Your task:
Copy each of the entries below word for word, keeping every line as it appears.

= = = = =

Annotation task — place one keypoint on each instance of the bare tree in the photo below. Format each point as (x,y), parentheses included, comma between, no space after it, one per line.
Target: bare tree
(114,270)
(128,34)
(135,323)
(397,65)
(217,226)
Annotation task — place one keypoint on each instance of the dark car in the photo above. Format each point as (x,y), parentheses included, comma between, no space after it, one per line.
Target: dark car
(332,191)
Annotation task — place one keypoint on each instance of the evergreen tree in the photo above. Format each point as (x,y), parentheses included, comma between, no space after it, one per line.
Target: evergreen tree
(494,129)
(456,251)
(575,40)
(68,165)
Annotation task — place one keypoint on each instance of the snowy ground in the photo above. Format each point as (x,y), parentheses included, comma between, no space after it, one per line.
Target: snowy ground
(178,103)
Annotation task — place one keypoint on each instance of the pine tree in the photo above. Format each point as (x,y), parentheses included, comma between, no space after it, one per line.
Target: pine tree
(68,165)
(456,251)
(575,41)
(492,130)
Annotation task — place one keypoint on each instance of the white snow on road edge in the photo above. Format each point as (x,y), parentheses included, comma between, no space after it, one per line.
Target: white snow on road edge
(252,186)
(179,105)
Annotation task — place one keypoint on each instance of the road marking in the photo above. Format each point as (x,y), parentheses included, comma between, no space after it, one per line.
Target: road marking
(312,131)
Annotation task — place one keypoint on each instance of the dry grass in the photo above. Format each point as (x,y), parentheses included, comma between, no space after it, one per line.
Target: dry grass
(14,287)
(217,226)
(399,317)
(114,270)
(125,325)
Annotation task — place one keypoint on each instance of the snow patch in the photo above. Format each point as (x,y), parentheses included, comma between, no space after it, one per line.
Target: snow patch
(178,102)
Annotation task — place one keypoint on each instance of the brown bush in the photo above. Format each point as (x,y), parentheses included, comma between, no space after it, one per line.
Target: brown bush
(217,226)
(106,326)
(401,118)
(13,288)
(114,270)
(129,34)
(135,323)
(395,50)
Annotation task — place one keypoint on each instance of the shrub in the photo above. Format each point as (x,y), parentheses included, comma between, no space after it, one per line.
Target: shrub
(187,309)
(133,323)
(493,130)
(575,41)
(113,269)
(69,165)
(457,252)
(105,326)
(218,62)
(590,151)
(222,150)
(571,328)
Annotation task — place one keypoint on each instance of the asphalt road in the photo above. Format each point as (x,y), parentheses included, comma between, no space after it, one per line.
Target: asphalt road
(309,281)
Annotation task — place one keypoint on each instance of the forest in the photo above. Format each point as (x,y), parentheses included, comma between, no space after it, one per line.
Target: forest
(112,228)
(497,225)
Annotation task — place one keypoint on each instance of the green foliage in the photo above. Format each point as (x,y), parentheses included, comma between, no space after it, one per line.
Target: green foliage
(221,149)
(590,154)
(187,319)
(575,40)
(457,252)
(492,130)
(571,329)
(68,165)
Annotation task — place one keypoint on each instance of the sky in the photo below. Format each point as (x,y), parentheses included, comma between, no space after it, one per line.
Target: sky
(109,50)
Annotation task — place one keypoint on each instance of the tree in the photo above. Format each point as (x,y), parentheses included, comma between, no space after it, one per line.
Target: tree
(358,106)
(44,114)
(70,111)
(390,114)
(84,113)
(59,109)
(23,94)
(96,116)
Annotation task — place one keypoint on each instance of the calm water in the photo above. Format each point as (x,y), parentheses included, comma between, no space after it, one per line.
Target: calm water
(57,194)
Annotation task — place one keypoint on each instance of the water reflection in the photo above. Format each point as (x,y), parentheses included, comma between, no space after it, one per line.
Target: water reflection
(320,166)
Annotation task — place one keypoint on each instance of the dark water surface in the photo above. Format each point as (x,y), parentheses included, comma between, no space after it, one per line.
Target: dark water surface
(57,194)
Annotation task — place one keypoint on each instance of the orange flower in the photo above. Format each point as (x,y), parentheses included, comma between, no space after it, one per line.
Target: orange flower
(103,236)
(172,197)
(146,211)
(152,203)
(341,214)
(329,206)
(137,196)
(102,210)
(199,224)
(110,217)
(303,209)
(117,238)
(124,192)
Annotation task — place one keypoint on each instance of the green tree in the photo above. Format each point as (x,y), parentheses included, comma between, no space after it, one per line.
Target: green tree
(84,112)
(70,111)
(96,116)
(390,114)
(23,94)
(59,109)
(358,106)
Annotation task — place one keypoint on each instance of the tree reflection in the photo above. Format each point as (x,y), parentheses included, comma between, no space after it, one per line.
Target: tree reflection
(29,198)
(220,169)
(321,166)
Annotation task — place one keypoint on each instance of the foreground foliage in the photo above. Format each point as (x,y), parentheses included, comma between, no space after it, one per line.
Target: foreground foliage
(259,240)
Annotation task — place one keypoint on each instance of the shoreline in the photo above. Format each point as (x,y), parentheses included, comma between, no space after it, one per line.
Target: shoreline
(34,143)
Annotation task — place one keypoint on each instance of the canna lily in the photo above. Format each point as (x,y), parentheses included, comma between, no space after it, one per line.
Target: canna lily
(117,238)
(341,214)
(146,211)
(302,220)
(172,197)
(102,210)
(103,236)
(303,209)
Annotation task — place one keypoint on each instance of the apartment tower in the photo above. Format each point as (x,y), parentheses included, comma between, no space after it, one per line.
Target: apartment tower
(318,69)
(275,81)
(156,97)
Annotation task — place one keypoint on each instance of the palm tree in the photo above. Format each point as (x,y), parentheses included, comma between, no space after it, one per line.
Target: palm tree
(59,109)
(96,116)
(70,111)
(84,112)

= = = = =

The response:
Annotation task — place one keypoint on each instance of the bare tree in the photo below. Format each point as (x,y), parentheses included, comma between, no space after it, one per line.
Target: bare tree
(114,270)
(128,34)
(135,323)
(397,65)
(217,226)
Annotation task — place one keypoint on each instance of the dark car in the photo above. Format each point as (x,y), parentheses included, comma between, no space after it, one per line.
Target: dark car
(332,191)
Annotation task — place one keypoint on each instance of the evergreen tree in the photo above. Format each point as (x,y), parentheses included, comma between, no space after it, one per line.
Target: evergreen tree
(494,129)
(456,251)
(575,40)
(68,165)
Annotation task — place one keypoint on each instance of the snowy ground in the photo above. Format each point as (x,y), parentheses included, comma between, no space after it, one per line.
Target: snowy ground
(178,103)
Annotation task — place one keypoint on each instance of the pine tree in the photo above. Format each point as (x,y), parentheses included, comma between, no space after it, one per line.
Target: pine tree
(68,165)
(456,251)
(575,41)
(492,130)
Annotation task — place one keypoint on each instance of the white snow on road edge in the photo above. Format each point as (x,y), parentheses included, comma between, no space after it, one per line.
Target: white snow on road edge
(252,186)
(179,105)
Annotation task — place one keypoint on each instance of the road marking in the photo above. Format each point as (x,y), parentheses included, comma between, no space after it, one per line.
Target: road marking
(312,131)
Annotation task — place one keypoint on each instance of the dry grass in the photo above. Format each point as (x,y), parentheses included, comma between, no space after it, one per line.
Target: dry grass
(14,287)
(217,226)
(399,317)
(114,270)
(125,325)
Annotation task — place one keypoint on each instance of the snow patch in the photo above. Format each point as (x,y), parentheses included, comma between, no space after it, one per line.
Target: snow patch
(178,102)
Annotation task — place one keypoint on each instance of the brown bush in the photo above. Format each point as (x,y), parentheses included, comma between, no space after it, one per line.
Target: brown bush
(217,226)
(106,326)
(401,118)
(13,288)
(114,270)
(129,34)
(135,323)
(395,50)
Annotation task — place one keypoint on each instance of the shrub in the photo above. Format each point as (x,y), parentheses included, comma between, no space after it, one per line.
Target: shrub
(187,309)
(133,323)
(493,130)
(575,41)
(113,269)
(69,165)
(457,252)
(105,326)
(218,62)
(590,151)
(222,150)
(571,328)
Annotation task — place one keypoint on each instance of the asphalt road in the photo above. Format each point as (x,y), parentheses included, comma between, no space after it, one per line.
Target: asphalt road
(309,281)
Annotation task — place one keypoint on each instance of the forest in the photo above. Format each point as (x,y), parentheses included, comma between, no space after it, one per line.
Target: forest
(112,228)
(497,225)
Annotation task — place one keypoint on each instance of the green foliage in the photo above. Format each point as (x,y), parentheses included, comma between, no space after it, one per line.
Target: green foliage
(221,149)
(590,154)
(187,319)
(575,40)
(457,252)
(492,130)
(571,329)
(68,165)
Annotation task — place one keypoint on each instance of the sky in the photo below. Format each point as (x,y), parentheses included, comma between, no space after it, one per line.
Target: sky
(109,50)
Annotation task — place one keypoint on each instance of the tree in the photo above. Format each point as (x,y), parentheses included, comma between, no space after it, one per line.
Target: tree
(358,106)
(44,114)
(70,111)
(390,114)
(84,113)
(59,109)
(23,94)
(96,116)
Annotation task — place one keypoint on each instance of the calm water in the photo above. Format each point as (x,y), parentheses included, comma between, no space after it, one per line.
Target: calm water
(57,194)
Annotation task — place one keypoint on each instance of the water reflection in the photo above. Format each point as (x,y), parentheses included, comma between, no space after it, one per line.
Target: water reflection
(320,166)
Annotation task — place one keypoint on each instance of the dark water surface in the photo above. Format each point as (x,y), parentheses included, comma between, no space after it, one per line.
Target: dark water surface
(57,194)
Annotation task — place one keypoint on each instance of the orange flower in the photo above. Format each point as (x,y), parentheses included, comma between, no space after it, one per line.
Target: orange flower
(103,236)
(172,197)
(146,211)
(152,203)
(341,214)
(329,206)
(137,196)
(102,210)
(199,224)
(110,217)
(303,209)
(117,238)
(124,192)
Annotation task — place one keypoint on each instance of the green tree in the photo above. Format each point as (x,y), parentheses included, comma between, no space after it, one per line.
Target: green tree
(84,112)
(70,111)
(96,116)
(390,114)
(23,94)
(59,109)
(358,106)
Annotation task — place one keypoint on each instance of the tree reflection in the photo above. Format each point as (x,y), parentheses included, comma between, no space after it, one per line.
Target: tree reflection
(29,198)
(220,169)
(321,166)
Annotation task — place one keypoint on each instance of the foreground foliage in the photo above. Format each point as (x,y), parentheses included, comma between, no space after it, one per line.
Target: foreground foliage
(259,240)
Annotation task — place one keypoint on each instance of the shoreline in the photo above. Format each point as (x,y), parentheses included, comma between, no space after it, one per line.
Target: shoreline
(34,143)
Annotation task — place one keypoint on each instance of the canna lily in the photo above. Format each point as (x,y), parentheses included, comma between, no space after it, one per line.
Target: canna lily
(117,238)
(341,214)
(146,211)
(302,220)
(172,197)
(102,210)
(103,236)
(303,209)
Annotation task — place one keypoint on each instance of the apartment tower in the photo above. Format each point as (x,y), parentheses included, comma between, no space after it, one per line.
Target: apartment tower
(318,69)
(275,81)
(156,97)
Annotation task — place one keypoint on each instance of the palm tree in the photo above. Format each point as (x,y), parentheses included, comma between, no space after it, one per line.
Target: palm tree
(59,109)
(96,116)
(70,111)
(84,112)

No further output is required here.